• **Tugas Dikerjakan**: Tolong tulis kembali bagian teks tentang Tuanku Nan Tuo yang dimulai dengan "Masing-masing surau itu" dan berlanjut sampai "tinggi sebagai ulamiyah.", lalu ubah "ulama" menjadi "cendekiawan".

Masing-masing surau itu memperdalam salah satu cabang ilmu agama, seperti: Surau Kamang dalam ilmu alat (nahu sharaf dan tata bahasa Arab), Koto Gadang dalam mantik ma’ani, Koto Tuo dalam ilmu tafsir Quran, tarbiyah dan hadith), Surau Sumanik dalam ilmu faraidh (pewarisan) hadis; Surau di Talang dalam badi’, maani dan bayan (tata bahasa Arab ), Tuanku di Sumanik dalam ilmu hadis, tafsir dan faraidh, Tuanku di Talang dalam ilmu sharaf, sedangkan Tuanku di Salayo dalam ilmu nahu nan tiga (badi’, maani dan bayan. Kedua ulama terakhir mencapai derajat yang tinggi sebagai ulamiyah.
Dalam hal ini Tuanku Nan Tuo mempelajari ilmu-ilmu itu dari tuanku-tuanku itu, akhirnya lebih dikenal sebagai ulama yang kisyaf yang mempunyai pengetahuan yang luas dalam mantik, maani, hadis, tafsir, tarbiyah, danu agama lainnya.
Pada akhir abad ke-18, surau Koto Tuo memperkenalkan pembaruan berdasarkan hukum Islam kepada masyarakat luas. Murid surau Koto Tuo kira-kira seribu orang berasal dari pelosok Minangkabau dan daerah rantau.
Ajaran Syattariah yang diperkenalkan mengenai ilmu hakekat, ilmu pengetahuan tentang tauhid dalam ‘mencari Tuhan’. Murid dan guru melibatkan diri dalam perdagangan yang berasal dari langganan luar negeri, seperti Amerika, Inggeris, Tamil dan Gujarat.
Tuanku Nan Tuo berfatwa tentang perlindungan terhadap pedagang dan menguraikan syariat Islam yang berhubungan dengan keamanan pedagang. Fatwa ini dikenal dengan nama gerakan kembali ke syariat. Ia mengajarkan murid-muridnya cara menggalang persatuan bagi masyarakat Minangkabau menurut perintah Tuhan. Inti ajarannya ialah ketaatan pada ajaran-ajaran Al Quran dalam mengatur harta warisan, penceraian dan jual beli barang. Semenjak itu Tuanku Nan Tuo terkenal sebagai pelindung pedagang.
Tuanku Nan Tuo bersama Haji Miskin, sebelum menunaikan ibadah haji ke Mekah, mencari jawaban tentang pembagian harta warisan menurut fikih.
Menurut Tuanku Nan Tuo harta dibagi atas harta pusaka dan harta pencaharian. Harta pusaka diwariskan menurut hukum adat Minangkabau. Harta pencaharian jatuh ke tangan anak, dengan perbandingan antara anak laki dengan anak perempuan 2: 1.
Tuanku Nan Tuo melihat banyak hal yang sesuai antara adat dengan syariat menurut mazhab Syafei, terutama yang berhubungan dengan harta pusaka.

• **Catatan Dataset**:
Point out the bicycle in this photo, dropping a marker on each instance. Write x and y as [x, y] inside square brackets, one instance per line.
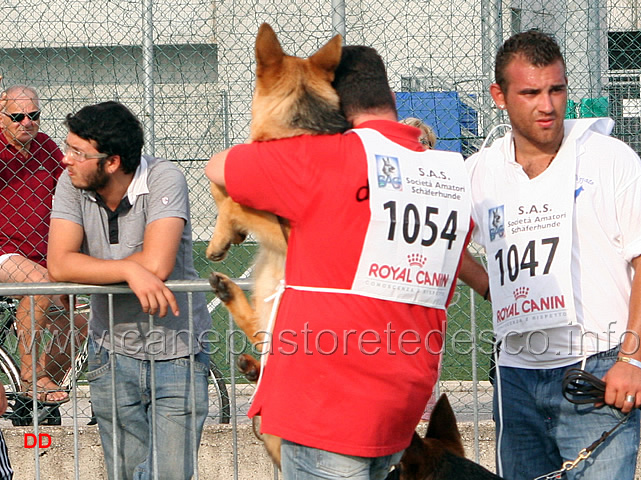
[20, 407]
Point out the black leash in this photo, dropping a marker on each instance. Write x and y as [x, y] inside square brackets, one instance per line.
[581, 387]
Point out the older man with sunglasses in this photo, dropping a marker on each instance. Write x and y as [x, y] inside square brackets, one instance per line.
[30, 164]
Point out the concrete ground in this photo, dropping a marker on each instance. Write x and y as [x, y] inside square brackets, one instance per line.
[216, 459]
[216, 454]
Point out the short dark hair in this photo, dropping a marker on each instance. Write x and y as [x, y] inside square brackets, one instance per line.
[361, 81]
[114, 128]
[538, 48]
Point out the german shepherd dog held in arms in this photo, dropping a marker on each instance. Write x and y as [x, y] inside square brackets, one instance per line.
[440, 455]
[293, 96]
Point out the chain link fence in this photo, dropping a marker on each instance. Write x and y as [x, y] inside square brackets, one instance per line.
[185, 67]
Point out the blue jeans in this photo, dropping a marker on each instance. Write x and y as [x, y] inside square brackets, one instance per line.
[299, 462]
[538, 429]
[176, 441]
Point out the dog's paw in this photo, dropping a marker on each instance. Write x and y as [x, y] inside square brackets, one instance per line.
[220, 284]
[217, 254]
[249, 366]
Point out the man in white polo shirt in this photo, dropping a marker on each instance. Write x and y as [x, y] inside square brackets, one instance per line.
[557, 206]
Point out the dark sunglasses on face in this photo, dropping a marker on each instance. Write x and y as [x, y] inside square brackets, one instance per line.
[19, 117]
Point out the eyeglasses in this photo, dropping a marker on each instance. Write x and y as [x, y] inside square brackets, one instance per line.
[81, 156]
[19, 117]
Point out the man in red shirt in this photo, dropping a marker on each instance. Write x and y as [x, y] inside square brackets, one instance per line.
[378, 227]
[30, 164]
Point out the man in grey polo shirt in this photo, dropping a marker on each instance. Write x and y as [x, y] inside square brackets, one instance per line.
[122, 217]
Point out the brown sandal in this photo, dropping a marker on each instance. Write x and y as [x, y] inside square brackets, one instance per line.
[27, 389]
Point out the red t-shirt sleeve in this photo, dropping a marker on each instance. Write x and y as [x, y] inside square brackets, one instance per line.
[275, 176]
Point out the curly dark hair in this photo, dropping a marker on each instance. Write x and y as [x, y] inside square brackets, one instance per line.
[361, 81]
[114, 128]
[538, 48]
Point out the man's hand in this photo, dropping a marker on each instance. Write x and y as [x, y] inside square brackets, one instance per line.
[622, 380]
[155, 298]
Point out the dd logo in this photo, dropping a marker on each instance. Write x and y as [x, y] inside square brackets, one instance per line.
[43, 440]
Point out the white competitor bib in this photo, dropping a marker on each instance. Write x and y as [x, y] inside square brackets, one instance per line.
[527, 225]
[420, 216]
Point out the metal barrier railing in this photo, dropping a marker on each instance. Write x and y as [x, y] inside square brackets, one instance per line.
[230, 380]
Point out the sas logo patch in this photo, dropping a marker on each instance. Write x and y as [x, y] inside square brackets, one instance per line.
[389, 172]
[496, 222]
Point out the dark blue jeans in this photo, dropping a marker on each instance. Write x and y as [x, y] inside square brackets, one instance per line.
[305, 463]
[176, 440]
[537, 429]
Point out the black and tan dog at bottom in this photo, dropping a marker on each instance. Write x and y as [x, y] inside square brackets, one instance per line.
[440, 454]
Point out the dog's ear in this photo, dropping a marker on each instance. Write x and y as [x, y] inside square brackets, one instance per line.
[269, 53]
[444, 428]
[329, 55]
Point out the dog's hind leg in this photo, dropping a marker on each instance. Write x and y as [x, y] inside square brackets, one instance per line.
[249, 367]
[226, 231]
[234, 299]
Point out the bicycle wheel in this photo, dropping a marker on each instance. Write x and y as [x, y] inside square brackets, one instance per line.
[20, 407]
[219, 410]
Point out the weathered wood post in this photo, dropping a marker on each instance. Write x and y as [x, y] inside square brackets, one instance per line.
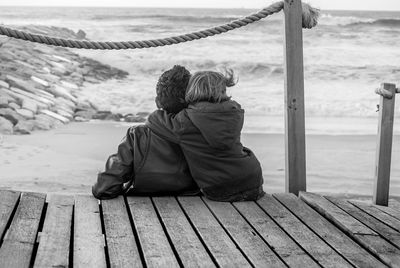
[294, 98]
[384, 144]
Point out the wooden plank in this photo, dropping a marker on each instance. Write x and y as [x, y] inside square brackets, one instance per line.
[8, 201]
[349, 249]
[390, 210]
[340, 217]
[394, 204]
[384, 147]
[121, 244]
[385, 251]
[378, 214]
[294, 98]
[291, 253]
[188, 246]
[155, 246]
[88, 236]
[376, 225]
[54, 243]
[252, 245]
[17, 247]
[224, 251]
[306, 238]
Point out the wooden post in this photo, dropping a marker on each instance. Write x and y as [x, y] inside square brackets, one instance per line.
[384, 145]
[294, 98]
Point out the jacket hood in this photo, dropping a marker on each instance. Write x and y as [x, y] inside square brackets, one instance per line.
[219, 123]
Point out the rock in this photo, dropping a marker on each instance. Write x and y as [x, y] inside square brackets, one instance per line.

• **Jawaban Tugas**:
Masing-masing surau itu memperdalam salah satu cabang ilmu agama, seperti: Surau Kamang dalam ilmu alat (nahu sharaf dan tata bahasa Arab), Koto Gadang dalam mantik ma’ani, Koto Tuo dalam ilmu tafsir Quran, tarbiyah dan hadith), Surau Sumanik dalam ilmu faraidh (pewarisan) hadis; Surau di Talang dalam badi’, maani dan bayan (tata bahasa Arab ), Tuanku di Sumanik dalam ilmu hadis, tafsir dan faraidh, Tuanku di Talang dalam ilmu sharaf, sedangkan Tuanku di Salayo dalam ilmu nahu nan tiga (badi’, maani dan bayan. Kedua cendekiawan terakhir mencapai derajat yang tinggi sebagai ulamiyah.